Your task is to write out the complete listing exactly as it is shown.

######

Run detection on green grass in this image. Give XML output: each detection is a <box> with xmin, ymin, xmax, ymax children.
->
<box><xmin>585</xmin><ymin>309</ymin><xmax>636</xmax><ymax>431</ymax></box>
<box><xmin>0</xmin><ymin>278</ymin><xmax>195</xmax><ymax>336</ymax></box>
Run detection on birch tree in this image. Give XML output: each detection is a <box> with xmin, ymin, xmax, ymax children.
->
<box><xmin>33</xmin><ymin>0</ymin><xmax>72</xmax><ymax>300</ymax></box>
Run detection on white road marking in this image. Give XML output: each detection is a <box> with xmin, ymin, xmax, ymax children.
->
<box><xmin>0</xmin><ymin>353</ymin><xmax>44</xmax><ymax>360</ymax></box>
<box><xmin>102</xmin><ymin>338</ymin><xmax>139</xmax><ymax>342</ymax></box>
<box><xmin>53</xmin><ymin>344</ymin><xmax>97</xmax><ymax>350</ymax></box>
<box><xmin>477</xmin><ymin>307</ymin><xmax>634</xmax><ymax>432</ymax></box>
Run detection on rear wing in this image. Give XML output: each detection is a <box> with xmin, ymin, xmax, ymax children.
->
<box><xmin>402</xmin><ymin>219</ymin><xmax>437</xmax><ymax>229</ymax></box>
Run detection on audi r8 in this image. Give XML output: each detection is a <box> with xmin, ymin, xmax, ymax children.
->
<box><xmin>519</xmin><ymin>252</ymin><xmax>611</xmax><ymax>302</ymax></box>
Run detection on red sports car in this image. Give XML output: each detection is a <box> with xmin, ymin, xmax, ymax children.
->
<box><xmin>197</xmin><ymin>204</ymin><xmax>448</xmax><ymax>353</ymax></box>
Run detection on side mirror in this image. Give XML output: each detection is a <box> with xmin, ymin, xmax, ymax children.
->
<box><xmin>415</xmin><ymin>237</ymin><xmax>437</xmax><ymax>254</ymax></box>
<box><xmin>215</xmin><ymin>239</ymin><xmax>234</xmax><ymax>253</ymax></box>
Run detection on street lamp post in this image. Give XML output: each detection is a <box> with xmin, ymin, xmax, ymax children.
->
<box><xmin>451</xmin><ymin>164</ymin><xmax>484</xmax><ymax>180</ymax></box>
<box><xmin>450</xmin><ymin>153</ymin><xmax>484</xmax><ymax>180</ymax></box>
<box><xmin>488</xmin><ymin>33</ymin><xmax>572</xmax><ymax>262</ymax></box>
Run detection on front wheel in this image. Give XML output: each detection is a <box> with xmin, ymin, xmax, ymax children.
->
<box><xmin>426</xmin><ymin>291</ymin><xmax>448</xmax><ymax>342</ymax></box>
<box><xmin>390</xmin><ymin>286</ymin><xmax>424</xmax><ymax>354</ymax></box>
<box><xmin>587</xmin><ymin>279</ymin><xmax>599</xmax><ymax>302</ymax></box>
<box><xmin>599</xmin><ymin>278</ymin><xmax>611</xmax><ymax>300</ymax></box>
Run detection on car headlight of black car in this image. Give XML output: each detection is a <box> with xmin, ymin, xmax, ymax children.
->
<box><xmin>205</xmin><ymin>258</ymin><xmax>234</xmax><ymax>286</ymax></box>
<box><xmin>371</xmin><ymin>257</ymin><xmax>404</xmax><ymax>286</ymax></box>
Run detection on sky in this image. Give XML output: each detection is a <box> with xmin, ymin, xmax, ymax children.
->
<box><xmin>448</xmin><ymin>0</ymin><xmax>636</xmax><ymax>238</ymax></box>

######

**FINISHED EXERCISE**
Run detection on green grass in this image. Give XML output: each detection is a <box> with xmin, ymin, xmax, ymax children.
->
<box><xmin>585</xmin><ymin>309</ymin><xmax>636</xmax><ymax>431</ymax></box>
<box><xmin>0</xmin><ymin>278</ymin><xmax>195</xmax><ymax>336</ymax></box>
Run detection on birch tree in this image. Give XML output: each detection is a <box> with xmin, ymin, xmax, ymax children.
->
<box><xmin>33</xmin><ymin>0</ymin><xmax>72</xmax><ymax>300</ymax></box>
Run detection on white road marking in this image. Give XML output: each detection is a <box> with xmin, ymin, xmax, ymax children.
->
<box><xmin>0</xmin><ymin>353</ymin><xmax>44</xmax><ymax>360</ymax></box>
<box><xmin>102</xmin><ymin>338</ymin><xmax>139</xmax><ymax>342</ymax></box>
<box><xmin>53</xmin><ymin>344</ymin><xmax>97</xmax><ymax>350</ymax></box>
<box><xmin>477</xmin><ymin>307</ymin><xmax>634</xmax><ymax>432</ymax></box>
Run detection on rear wing in this image. Give XML output: each detection is a <box> with xmin, ymin, xmax, ymax children.
->
<box><xmin>402</xmin><ymin>219</ymin><xmax>437</xmax><ymax>229</ymax></box>
Run detection on audi r8 in this image. Give XML output: each detection is a <box> with xmin, ymin, xmax, ymax children.
->
<box><xmin>519</xmin><ymin>252</ymin><xmax>611</xmax><ymax>302</ymax></box>
Run detection on red sports car in this image. Give XML output: each detection is a <box> with xmin, ymin, xmax, ymax children.
->
<box><xmin>197</xmin><ymin>204</ymin><xmax>448</xmax><ymax>353</ymax></box>
Run detection on side mirror in this image. Give XML output: each detection is a <box> with xmin, ymin, xmax, ymax children.
->
<box><xmin>415</xmin><ymin>237</ymin><xmax>437</xmax><ymax>254</ymax></box>
<box><xmin>215</xmin><ymin>239</ymin><xmax>234</xmax><ymax>253</ymax></box>
Run detection on street lamp post in this image. Give XML output: each detection is a <box> with xmin, ymin, xmax, ymax children.
->
<box><xmin>451</xmin><ymin>164</ymin><xmax>484</xmax><ymax>180</ymax></box>
<box><xmin>450</xmin><ymin>153</ymin><xmax>484</xmax><ymax>180</ymax></box>
<box><xmin>488</xmin><ymin>33</ymin><xmax>572</xmax><ymax>262</ymax></box>
Run detection on front wheel in this image. Give XML output: each detection is a <box> with xmin, ymin, xmax, ymax children.
->
<box><xmin>426</xmin><ymin>291</ymin><xmax>448</xmax><ymax>342</ymax></box>
<box><xmin>390</xmin><ymin>286</ymin><xmax>424</xmax><ymax>354</ymax></box>
<box><xmin>587</xmin><ymin>279</ymin><xmax>599</xmax><ymax>302</ymax></box>
<box><xmin>599</xmin><ymin>278</ymin><xmax>611</xmax><ymax>300</ymax></box>
Run detection on car headlight of black car in this image. Give XML output: each detection is a <box> with xmin, ymin, xmax, ymax children.
->
<box><xmin>205</xmin><ymin>258</ymin><xmax>234</xmax><ymax>286</ymax></box>
<box><xmin>371</xmin><ymin>257</ymin><xmax>404</xmax><ymax>286</ymax></box>
Run detection on sky in this image. Give XML output: each detection is a <box> with xmin, ymin, xmax, ymax children.
->
<box><xmin>448</xmin><ymin>0</ymin><xmax>636</xmax><ymax>238</ymax></box>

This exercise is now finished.